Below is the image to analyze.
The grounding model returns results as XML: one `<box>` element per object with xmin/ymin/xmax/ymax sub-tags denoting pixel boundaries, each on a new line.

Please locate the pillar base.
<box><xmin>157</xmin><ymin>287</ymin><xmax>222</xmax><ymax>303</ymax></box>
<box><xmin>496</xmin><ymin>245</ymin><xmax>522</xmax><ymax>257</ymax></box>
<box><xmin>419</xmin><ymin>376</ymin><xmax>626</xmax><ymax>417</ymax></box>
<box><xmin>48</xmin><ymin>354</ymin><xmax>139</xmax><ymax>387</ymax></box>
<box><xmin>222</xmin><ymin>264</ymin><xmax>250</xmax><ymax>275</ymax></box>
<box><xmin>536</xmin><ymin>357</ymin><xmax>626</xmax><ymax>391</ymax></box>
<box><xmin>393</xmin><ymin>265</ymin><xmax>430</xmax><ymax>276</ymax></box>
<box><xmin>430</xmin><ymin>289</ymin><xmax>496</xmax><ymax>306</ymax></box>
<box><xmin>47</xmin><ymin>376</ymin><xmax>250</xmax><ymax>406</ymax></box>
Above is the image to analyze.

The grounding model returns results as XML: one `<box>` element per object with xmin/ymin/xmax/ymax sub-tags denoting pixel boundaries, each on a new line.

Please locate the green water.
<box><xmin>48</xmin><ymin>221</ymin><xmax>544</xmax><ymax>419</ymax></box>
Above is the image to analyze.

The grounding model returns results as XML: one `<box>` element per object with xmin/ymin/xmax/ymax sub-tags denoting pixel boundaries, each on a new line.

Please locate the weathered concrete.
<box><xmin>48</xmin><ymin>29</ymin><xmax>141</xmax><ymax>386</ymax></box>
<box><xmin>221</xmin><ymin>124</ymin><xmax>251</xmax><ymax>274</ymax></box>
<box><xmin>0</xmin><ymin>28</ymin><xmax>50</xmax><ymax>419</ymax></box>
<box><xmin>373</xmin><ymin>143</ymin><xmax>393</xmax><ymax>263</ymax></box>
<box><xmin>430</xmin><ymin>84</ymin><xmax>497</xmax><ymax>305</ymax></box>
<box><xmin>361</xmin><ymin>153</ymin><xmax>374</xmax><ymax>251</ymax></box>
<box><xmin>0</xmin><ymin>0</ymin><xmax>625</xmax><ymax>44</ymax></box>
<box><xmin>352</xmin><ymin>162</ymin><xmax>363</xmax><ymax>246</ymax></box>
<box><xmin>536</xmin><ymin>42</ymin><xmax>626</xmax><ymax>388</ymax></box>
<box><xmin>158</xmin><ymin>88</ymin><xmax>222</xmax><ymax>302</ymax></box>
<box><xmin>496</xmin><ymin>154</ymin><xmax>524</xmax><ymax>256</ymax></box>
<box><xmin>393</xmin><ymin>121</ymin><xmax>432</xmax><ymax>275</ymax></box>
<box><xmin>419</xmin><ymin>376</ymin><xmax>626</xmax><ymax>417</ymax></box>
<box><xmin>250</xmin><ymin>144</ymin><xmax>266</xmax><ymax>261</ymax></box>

-- Request --
State how many lines of the records contain the string "locate", matching case exactly, and give only that number.

-- Task result --
3